**GIVEN RECORDS**
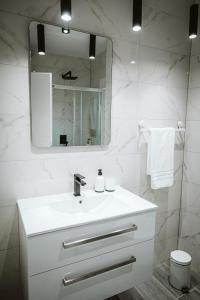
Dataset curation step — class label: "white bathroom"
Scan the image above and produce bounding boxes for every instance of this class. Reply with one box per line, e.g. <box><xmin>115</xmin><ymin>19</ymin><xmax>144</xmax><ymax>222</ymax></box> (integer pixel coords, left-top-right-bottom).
<box><xmin>0</xmin><ymin>0</ymin><xmax>200</xmax><ymax>300</ymax></box>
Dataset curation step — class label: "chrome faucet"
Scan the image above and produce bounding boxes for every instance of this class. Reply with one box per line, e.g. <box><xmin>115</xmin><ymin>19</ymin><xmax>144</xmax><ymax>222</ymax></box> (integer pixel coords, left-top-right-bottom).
<box><xmin>74</xmin><ymin>174</ymin><xmax>86</xmax><ymax>197</ymax></box>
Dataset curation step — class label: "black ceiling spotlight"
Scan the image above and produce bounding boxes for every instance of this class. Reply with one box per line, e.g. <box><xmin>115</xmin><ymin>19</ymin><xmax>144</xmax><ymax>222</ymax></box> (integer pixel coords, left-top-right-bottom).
<box><xmin>189</xmin><ymin>4</ymin><xmax>199</xmax><ymax>39</ymax></box>
<box><xmin>60</xmin><ymin>0</ymin><xmax>72</xmax><ymax>22</ymax></box>
<box><xmin>62</xmin><ymin>27</ymin><xmax>70</xmax><ymax>34</ymax></box>
<box><xmin>133</xmin><ymin>0</ymin><xmax>142</xmax><ymax>31</ymax></box>
<box><xmin>37</xmin><ymin>24</ymin><xmax>45</xmax><ymax>55</ymax></box>
<box><xmin>89</xmin><ymin>34</ymin><xmax>96</xmax><ymax>59</ymax></box>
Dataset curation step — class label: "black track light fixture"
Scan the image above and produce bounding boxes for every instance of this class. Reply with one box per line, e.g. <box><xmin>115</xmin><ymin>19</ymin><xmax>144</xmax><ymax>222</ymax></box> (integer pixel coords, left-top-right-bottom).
<box><xmin>37</xmin><ymin>24</ymin><xmax>45</xmax><ymax>55</ymax></box>
<box><xmin>189</xmin><ymin>4</ymin><xmax>199</xmax><ymax>39</ymax></box>
<box><xmin>132</xmin><ymin>0</ymin><xmax>142</xmax><ymax>31</ymax></box>
<box><xmin>89</xmin><ymin>34</ymin><xmax>96</xmax><ymax>59</ymax></box>
<box><xmin>62</xmin><ymin>27</ymin><xmax>70</xmax><ymax>34</ymax></box>
<box><xmin>60</xmin><ymin>0</ymin><xmax>72</xmax><ymax>22</ymax></box>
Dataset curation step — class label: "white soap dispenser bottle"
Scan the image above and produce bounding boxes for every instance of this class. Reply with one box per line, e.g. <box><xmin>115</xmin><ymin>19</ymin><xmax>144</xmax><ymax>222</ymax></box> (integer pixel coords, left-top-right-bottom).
<box><xmin>94</xmin><ymin>169</ymin><xmax>104</xmax><ymax>193</ymax></box>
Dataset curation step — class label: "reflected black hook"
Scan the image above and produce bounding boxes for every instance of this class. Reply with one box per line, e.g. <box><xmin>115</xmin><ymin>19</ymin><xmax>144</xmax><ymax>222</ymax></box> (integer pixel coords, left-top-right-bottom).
<box><xmin>62</xmin><ymin>71</ymin><xmax>78</xmax><ymax>80</ymax></box>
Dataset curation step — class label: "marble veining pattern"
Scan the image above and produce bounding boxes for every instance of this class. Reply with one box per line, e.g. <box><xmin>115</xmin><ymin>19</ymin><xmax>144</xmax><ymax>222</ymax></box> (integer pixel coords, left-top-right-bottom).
<box><xmin>0</xmin><ymin>0</ymin><xmax>192</xmax><ymax>299</ymax></box>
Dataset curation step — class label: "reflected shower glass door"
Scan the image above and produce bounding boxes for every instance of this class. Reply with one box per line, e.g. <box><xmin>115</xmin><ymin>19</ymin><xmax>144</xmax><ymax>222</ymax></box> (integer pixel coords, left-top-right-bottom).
<box><xmin>53</xmin><ymin>87</ymin><xmax>103</xmax><ymax>146</ymax></box>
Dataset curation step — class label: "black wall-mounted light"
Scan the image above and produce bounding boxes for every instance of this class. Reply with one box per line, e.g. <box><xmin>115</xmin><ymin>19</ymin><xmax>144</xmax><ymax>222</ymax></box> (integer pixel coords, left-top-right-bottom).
<box><xmin>60</xmin><ymin>0</ymin><xmax>72</xmax><ymax>22</ymax></box>
<box><xmin>89</xmin><ymin>34</ymin><xmax>96</xmax><ymax>59</ymax></box>
<box><xmin>37</xmin><ymin>24</ymin><xmax>45</xmax><ymax>55</ymax></box>
<box><xmin>62</xmin><ymin>27</ymin><xmax>70</xmax><ymax>34</ymax></box>
<box><xmin>189</xmin><ymin>4</ymin><xmax>199</xmax><ymax>39</ymax></box>
<box><xmin>133</xmin><ymin>0</ymin><xmax>142</xmax><ymax>31</ymax></box>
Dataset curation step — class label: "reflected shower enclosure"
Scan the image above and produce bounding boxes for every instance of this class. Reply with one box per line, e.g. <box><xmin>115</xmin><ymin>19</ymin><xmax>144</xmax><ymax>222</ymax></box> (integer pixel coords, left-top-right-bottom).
<box><xmin>30</xmin><ymin>21</ymin><xmax>112</xmax><ymax>148</ymax></box>
<box><xmin>53</xmin><ymin>85</ymin><xmax>105</xmax><ymax>146</ymax></box>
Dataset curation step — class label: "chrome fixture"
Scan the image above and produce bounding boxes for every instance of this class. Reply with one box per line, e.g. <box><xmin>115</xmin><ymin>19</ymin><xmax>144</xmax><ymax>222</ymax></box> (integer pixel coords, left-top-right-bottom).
<box><xmin>63</xmin><ymin>224</ymin><xmax>138</xmax><ymax>249</ymax></box>
<box><xmin>132</xmin><ymin>0</ymin><xmax>142</xmax><ymax>31</ymax></box>
<box><xmin>37</xmin><ymin>24</ymin><xmax>45</xmax><ymax>55</ymax></box>
<box><xmin>189</xmin><ymin>4</ymin><xmax>199</xmax><ymax>39</ymax></box>
<box><xmin>74</xmin><ymin>174</ymin><xmax>86</xmax><ymax>197</ymax></box>
<box><xmin>89</xmin><ymin>34</ymin><xmax>96</xmax><ymax>59</ymax></box>
<box><xmin>60</xmin><ymin>0</ymin><xmax>72</xmax><ymax>22</ymax></box>
<box><xmin>63</xmin><ymin>256</ymin><xmax>136</xmax><ymax>286</ymax></box>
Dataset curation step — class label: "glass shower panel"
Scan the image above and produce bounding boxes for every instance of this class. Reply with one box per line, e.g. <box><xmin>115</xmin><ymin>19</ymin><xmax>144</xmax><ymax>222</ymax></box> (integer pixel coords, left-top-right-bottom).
<box><xmin>53</xmin><ymin>89</ymin><xmax>81</xmax><ymax>146</ymax></box>
<box><xmin>53</xmin><ymin>87</ymin><xmax>104</xmax><ymax>146</ymax></box>
<box><xmin>82</xmin><ymin>91</ymin><xmax>101</xmax><ymax>145</ymax></box>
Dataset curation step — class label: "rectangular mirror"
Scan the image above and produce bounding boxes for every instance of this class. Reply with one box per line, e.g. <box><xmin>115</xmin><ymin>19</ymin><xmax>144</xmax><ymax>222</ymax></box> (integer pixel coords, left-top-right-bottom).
<box><xmin>30</xmin><ymin>21</ymin><xmax>112</xmax><ymax>147</ymax></box>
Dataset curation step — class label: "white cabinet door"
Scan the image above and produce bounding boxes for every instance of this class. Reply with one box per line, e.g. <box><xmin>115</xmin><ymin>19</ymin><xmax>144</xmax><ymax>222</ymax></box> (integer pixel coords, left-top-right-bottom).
<box><xmin>31</xmin><ymin>72</ymin><xmax>52</xmax><ymax>147</ymax></box>
<box><xmin>27</xmin><ymin>212</ymin><xmax>155</xmax><ymax>275</ymax></box>
<box><xmin>29</xmin><ymin>240</ymin><xmax>154</xmax><ymax>300</ymax></box>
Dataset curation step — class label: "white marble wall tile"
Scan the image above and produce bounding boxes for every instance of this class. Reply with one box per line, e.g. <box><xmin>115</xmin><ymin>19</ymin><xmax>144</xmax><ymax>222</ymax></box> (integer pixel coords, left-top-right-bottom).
<box><xmin>111</xmin><ymin>118</ymin><xmax>138</xmax><ymax>154</ymax></box>
<box><xmin>136</xmin><ymin>46</ymin><xmax>189</xmax><ymax>88</ymax></box>
<box><xmin>0</xmin><ymin>0</ymin><xmax>190</xmax><ymax>287</ymax></box>
<box><xmin>1</xmin><ymin>0</ymin><xmax>190</xmax><ymax>53</ymax></box>
<box><xmin>185</xmin><ymin>121</ymin><xmax>200</xmax><ymax>153</ymax></box>
<box><xmin>0</xmin><ymin>114</ymin><xmax>27</xmax><ymax>161</ymax></box>
<box><xmin>138</xmin><ymin>83</ymin><xmax>187</xmax><ymax>120</ymax></box>
<box><xmin>141</xmin><ymin>8</ymin><xmax>190</xmax><ymax>54</ymax></box>
<box><xmin>0</xmin><ymin>64</ymin><xmax>29</xmax><ymax>114</ymax></box>
<box><xmin>112</xmin><ymin>39</ymin><xmax>141</xmax><ymax>82</ymax></box>
<box><xmin>181</xmin><ymin>181</ymin><xmax>200</xmax><ymax>214</ymax></box>
<box><xmin>183</xmin><ymin>152</ymin><xmax>200</xmax><ymax>184</ymax></box>
<box><xmin>189</xmin><ymin>55</ymin><xmax>200</xmax><ymax>89</ymax></box>
<box><xmin>0</xmin><ymin>206</ymin><xmax>19</xmax><ymax>251</ymax></box>
<box><xmin>179</xmin><ymin>233</ymin><xmax>200</xmax><ymax>273</ymax></box>
<box><xmin>141</xmin><ymin>181</ymin><xmax>182</xmax><ymax>213</ymax></box>
<box><xmin>187</xmin><ymin>87</ymin><xmax>200</xmax><ymax>121</ymax></box>
<box><xmin>113</xmin><ymin>39</ymin><xmax>189</xmax><ymax>88</ymax></box>
<box><xmin>0</xmin><ymin>248</ymin><xmax>20</xmax><ymax>292</ymax></box>
<box><xmin>145</xmin><ymin>0</ymin><xmax>192</xmax><ymax>18</ymax></box>
<box><xmin>0</xmin><ymin>11</ymin><xmax>29</xmax><ymax>67</ymax></box>
<box><xmin>154</xmin><ymin>236</ymin><xmax>178</xmax><ymax>266</ymax></box>
<box><xmin>112</xmin><ymin>80</ymin><xmax>139</xmax><ymax>119</ymax></box>
<box><xmin>156</xmin><ymin>209</ymin><xmax>179</xmax><ymax>240</ymax></box>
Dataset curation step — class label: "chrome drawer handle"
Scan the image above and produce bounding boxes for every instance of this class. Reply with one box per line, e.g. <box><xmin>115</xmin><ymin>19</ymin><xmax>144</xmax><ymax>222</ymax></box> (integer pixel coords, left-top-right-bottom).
<box><xmin>63</xmin><ymin>225</ymin><xmax>138</xmax><ymax>249</ymax></box>
<box><xmin>63</xmin><ymin>256</ymin><xmax>136</xmax><ymax>286</ymax></box>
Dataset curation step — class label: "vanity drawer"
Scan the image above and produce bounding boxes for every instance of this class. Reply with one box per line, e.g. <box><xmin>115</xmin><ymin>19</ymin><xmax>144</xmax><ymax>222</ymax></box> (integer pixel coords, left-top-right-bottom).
<box><xmin>29</xmin><ymin>240</ymin><xmax>154</xmax><ymax>300</ymax></box>
<box><xmin>27</xmin><ymin>212</ymin><xmax>155</xmax><ymax>275</ymax></box>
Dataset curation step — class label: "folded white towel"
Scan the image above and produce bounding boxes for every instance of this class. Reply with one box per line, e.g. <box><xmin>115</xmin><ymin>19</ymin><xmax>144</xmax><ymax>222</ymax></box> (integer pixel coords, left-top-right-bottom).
<box><xmin>147</xmin><ymin>128</ymin><xmax>175</xmax><ymax>189</ymax></box>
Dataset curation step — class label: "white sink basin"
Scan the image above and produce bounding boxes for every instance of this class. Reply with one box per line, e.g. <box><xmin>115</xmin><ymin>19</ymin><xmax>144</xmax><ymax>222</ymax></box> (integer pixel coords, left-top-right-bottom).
<box><xmin>17</xmin><ymin>187</ymin><xmax>157</xmax><ymax>236</ymax></box>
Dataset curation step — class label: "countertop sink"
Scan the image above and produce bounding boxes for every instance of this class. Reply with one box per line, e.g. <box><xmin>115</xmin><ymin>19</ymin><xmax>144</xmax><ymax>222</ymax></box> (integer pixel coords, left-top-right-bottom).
<box><xmin>17</xmin><ymin>186</ymin><xmax>157</xmax><ymax>236</ymax></box>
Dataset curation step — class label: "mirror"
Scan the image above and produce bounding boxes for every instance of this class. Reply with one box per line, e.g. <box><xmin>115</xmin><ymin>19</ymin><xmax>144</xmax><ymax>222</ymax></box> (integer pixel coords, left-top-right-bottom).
<box><xmin>30</xmin><ymin>21</ymin><xmax>112</xmax><ymax>147</ymax></box>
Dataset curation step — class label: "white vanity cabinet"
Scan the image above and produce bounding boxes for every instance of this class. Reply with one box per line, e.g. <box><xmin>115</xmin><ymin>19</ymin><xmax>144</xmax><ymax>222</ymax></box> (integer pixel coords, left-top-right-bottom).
<box><xmin>18</xmin><ymin>188</ymin><xmax>156</xmax><ymax>300</ymax></box>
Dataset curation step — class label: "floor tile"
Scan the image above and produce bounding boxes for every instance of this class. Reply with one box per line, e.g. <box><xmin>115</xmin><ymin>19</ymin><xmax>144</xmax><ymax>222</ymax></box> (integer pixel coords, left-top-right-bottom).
<box><xmin>178</xmin><ymin>289</ymin><xmax>200</xmax><ymax>300</ymax></box>
<box><xmin>137</xmin><ymin>278</ymin><xmax>176</xmax><ymax>300</ymax></box>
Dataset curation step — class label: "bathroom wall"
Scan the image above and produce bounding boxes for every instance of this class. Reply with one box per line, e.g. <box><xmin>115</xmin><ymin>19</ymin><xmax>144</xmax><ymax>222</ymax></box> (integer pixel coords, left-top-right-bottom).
<box><xmin>0</xmin><ymin>0</ymin><xmax>191</xmax><ymax>299</ymax></box>
<box><xmin>179</xmin><ymin>12</ymin><xmax>200</xmax><ymax>272</ymax></box>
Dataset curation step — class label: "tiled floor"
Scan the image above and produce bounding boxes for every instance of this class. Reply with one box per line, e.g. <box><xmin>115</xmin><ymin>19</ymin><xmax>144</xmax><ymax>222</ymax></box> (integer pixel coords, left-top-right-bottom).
<box><xmin>107</xmin><ymin>264</ymin><xmax>200</xmax><ymax>300</ymax></box>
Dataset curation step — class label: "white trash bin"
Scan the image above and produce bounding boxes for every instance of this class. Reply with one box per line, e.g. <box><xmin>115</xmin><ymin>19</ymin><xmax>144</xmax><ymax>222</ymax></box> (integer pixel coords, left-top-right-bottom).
<box><xmin>169</xmin><ymin>250</ymin><xmax>192</xmax><ymax>290</ymax></box>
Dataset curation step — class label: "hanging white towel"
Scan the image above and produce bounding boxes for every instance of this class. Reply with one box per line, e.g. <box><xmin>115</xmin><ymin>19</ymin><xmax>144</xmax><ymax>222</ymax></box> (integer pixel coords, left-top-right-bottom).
<box><xmin>147</xmin><ymin>128</ymin><xmax>175</xmax><ymax>189</ymax></box>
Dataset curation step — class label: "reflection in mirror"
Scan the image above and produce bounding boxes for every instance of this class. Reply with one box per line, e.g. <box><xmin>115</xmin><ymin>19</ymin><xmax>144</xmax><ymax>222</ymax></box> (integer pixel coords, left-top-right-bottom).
<box><xmin>30</xmin><ymin>22</ymin><xmax>112</xmax><ymax>147</ymax></box>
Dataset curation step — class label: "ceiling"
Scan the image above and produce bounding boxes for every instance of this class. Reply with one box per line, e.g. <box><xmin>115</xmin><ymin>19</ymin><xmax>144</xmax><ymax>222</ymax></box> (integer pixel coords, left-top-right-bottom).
<box><xmin>30</xmin><ymin>22</ymin><xmax>107</xmax><ymax>59</ymax></box>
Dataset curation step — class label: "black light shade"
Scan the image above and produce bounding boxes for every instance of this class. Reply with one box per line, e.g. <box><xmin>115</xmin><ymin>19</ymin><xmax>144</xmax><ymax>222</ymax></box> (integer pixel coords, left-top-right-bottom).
<box><xmin>62</xmin><ymin>27</ymin><xmax>70</xmax><ymax>34</ymax></box>
<box><xmin>37</xmin><ymin>24</ymin><xmax>45</xmax><ymax>55</ymax></box>
<box><xmin>133</xmin><ymin>0</ymin><xmax>142</xmax><ymax>31</ymax></box>
<box><xmin>60</xmin><ymin>0</ymin><xmax>72</xmax><ymax>22</ymax></box>
<box><xmin>89</xmin><ymin>34</ymin><xmax>96</xmax><ymax>59</ymax></box>
<box><xmin>189</xmin><ymin>4</ymin><xmax>199</xmax><ymax>39</ymax></box>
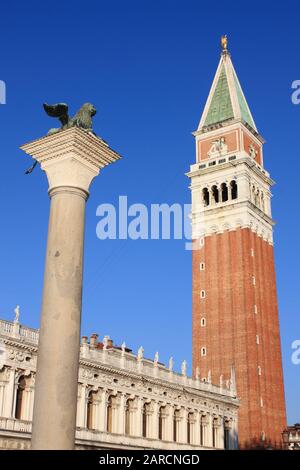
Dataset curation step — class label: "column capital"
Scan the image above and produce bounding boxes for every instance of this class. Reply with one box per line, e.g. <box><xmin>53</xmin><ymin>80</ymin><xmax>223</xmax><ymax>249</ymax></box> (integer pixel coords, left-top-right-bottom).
<box><xmin>21</xmin><ymin>127</ymin><xmax>121</xmax><ymax>197</ymax></box>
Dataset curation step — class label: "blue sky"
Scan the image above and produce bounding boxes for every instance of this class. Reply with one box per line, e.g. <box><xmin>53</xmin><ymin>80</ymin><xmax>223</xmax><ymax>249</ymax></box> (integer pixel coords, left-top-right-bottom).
<box><xmin>0</xmin><ymin>0</ymin><xmax>300</xmax><ymax>423</ymax></box>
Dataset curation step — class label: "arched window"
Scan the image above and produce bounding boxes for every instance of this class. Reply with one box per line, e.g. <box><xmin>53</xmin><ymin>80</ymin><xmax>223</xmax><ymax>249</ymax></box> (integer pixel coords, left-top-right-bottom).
<box><xmin>212</xmin><ymin>417</ymin><xmax>219</xmax><ymax>447</ymax></box>
<box><xmin>221</xmin><ymin>183</ymin><xmax>228</xmax><ymax>202</ymax></box>
<box><xmin>143</xmin><ymin>403</ymin><xmax>149</xmax><ymax>437</ymax></box>
<box><xmin>230</xmin><ymin>180</ymin><xmax>238</xmax><ymax>199</ymax></box>
<box><xmin>15</xmin><ymin>375</ymin><xmax>26</xmax><ymax>419</ymax></box>
<box><xmin>211</xmin><ymin>185</ymin><xmax>219</xmax><ymax>203</ymax></box>
<box><xmin>86</xmin><ymin>391</ymin><xmax>96</xmax><ymax>429</ymax></box>
<box><xmin>106</xmin><ymin>396</ymin><xmax>112</xmax><ymax>432</ymax></box>
<box><xmin>187</xmin><ymin>413</ymin><xmax>194</xmax><ymax>444</ymax></box>
<box><xmin>125</xmin><ymin>398</ymin><xmax>134</xmax><ymax>436</ymax></box>
<box><xmin>173</xmin><ymin>410</ymin><xmax>180</xmax><ymax>442</ymax></box>
<box><xmin>224</xmin><ymin>419</ymin><xmax>230</xmax><ymax>449</ymax></box>
<box><xmin>200</xmin><ymin>415</ymin><xmax>206</xmax><ymax>446</ymax></box>
<box><xmin>202</xmin><ymin>188</ymin><xmax>209</xmax><ymax>207</ymax></box>
<box><xmin>158</xmin><ymin>406</ymin><xmax>167</xmax><ymax>440</ymax></box>
<box><xmin>260</xmin><ymin>192</ymin><xmax>265</xmax><ymax>212</ymax></box>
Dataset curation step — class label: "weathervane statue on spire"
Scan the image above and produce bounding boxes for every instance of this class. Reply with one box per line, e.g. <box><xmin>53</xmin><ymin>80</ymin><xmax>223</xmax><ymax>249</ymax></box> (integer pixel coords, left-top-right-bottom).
<box><xmin>221</xmin><ymin>34</ymin><xmax>228</xmax><ymax>54</ymax></box>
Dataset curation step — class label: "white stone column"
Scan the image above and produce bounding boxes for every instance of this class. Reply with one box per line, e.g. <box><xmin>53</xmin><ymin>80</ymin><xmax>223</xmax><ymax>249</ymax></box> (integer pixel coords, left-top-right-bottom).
<box><xmin>166</xmin><ymin>405</ymin><xmax>174</xmax><ymax>442</ymax></box>
<box><xmin>93</xmin><ymin>392</ymin><xmax>101</xmax><ymax>431</ymax></box>
<box><xmin>150</xmin><ymin>402</ymin><xmax>159</xmax><ymax>439</ymax></box>
<box><xmin>3</xmin><ymin>369</ymin><xmax>15</xmax><ymax>418</ymax></box>
<box><xmin>76</xmin><ymin>383</ymin><xmax>87</xmax><ymax>428</ymax></box>
<box><xmin>193</xmin><ymin>411</ymin><xmax>201</xmax><ymax>446</ymax></box>
<box><xmin>21</xmin><ymin>127</ymin><xmax>119</xmax><ymax>450</ymax></box>
<box><xmin>179</xmin><ymin>408</ymin><xmax>188</xmax><ymax>444</ymax></box>
<box><xmin>134</xmin><ymin>397</ymin><xmax>144</xmax><ymax>437</ymax></box>
<box><xmin>99</xmin><ymin>389</ymin><xmax>108</xmax><ymax>432</ymax></box>
<box><xmin>118</xmin><ymin>393</ymin><xmax>126</xmax><ymax>435</ymax></box>
<box><xmin>204</xmin><ymin>415</ymin><xmax>213</xmax><ymax>447</ymax></box>
<box><xmin>218</xmin><ymin>417</ymin><xmax>224</xmax><ymax>449</ymax></box>
<box><xmin>0</xmin><ymin>381</ymin><xmax>6</xmax><ymax>416</ymax></box>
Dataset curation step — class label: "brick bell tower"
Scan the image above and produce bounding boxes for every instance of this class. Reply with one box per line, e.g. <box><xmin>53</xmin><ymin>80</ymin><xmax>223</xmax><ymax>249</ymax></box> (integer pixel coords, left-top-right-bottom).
<box><xmin>188</xmin><ymin>36</ymin><xmax>286</xmax><ymax>448</ymax></box>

**PROBLEM DESCRIPTION**
Select every line in the entries above that contains the word "cabinet" and copy each one out in full.

**SOLUTION TO THIS PROBLEM**
Dataset curation step — class label: "white cabinet door"
Dataset curation step — class label: "white vanity cabinet"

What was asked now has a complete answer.